**What is being asked**
After checking the listing below, say how many of its lines contain the string "wheel". Only the number is needed.

**Task inputs**

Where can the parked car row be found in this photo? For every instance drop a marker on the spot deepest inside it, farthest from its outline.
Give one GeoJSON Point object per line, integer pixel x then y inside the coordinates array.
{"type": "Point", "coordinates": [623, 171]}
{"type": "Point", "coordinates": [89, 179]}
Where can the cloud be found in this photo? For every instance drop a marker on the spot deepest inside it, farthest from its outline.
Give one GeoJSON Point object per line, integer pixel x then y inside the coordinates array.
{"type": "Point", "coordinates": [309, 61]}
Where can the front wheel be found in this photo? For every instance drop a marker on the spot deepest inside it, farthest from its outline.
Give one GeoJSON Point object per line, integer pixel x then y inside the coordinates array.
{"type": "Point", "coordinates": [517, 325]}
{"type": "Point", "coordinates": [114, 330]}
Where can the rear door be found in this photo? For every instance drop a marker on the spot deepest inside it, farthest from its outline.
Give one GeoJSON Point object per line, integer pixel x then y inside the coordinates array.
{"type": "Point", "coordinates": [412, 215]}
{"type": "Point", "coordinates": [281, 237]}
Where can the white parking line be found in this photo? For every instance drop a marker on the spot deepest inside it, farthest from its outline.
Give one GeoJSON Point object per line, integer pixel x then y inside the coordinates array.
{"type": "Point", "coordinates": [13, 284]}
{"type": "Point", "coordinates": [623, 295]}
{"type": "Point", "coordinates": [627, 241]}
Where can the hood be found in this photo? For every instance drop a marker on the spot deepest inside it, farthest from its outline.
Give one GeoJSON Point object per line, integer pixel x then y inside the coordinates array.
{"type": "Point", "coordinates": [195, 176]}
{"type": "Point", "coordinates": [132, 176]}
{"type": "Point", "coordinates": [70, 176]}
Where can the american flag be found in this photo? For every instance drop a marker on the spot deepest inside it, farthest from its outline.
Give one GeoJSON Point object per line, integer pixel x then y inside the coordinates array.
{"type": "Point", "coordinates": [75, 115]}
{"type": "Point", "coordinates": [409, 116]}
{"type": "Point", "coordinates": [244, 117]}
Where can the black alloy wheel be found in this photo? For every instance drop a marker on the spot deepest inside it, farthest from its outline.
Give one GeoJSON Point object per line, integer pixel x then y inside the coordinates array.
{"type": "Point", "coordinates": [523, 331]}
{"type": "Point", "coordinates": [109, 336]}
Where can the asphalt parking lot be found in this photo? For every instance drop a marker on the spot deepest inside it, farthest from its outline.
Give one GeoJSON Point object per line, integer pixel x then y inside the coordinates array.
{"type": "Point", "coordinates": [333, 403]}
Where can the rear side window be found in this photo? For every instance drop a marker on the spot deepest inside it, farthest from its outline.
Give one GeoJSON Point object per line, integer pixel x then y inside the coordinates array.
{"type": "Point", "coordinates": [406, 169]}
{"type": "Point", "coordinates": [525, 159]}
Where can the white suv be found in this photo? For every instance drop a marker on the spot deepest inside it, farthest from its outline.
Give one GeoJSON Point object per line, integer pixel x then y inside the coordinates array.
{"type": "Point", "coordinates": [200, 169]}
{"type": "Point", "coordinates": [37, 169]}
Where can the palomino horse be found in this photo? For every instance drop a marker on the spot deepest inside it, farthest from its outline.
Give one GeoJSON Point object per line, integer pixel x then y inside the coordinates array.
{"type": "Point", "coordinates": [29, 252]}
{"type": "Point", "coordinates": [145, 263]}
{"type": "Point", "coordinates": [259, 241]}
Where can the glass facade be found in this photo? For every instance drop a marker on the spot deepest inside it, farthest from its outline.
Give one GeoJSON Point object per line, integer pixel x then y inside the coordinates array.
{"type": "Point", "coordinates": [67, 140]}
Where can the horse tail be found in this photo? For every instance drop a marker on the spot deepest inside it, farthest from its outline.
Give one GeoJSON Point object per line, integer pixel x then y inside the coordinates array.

**Task answer**
2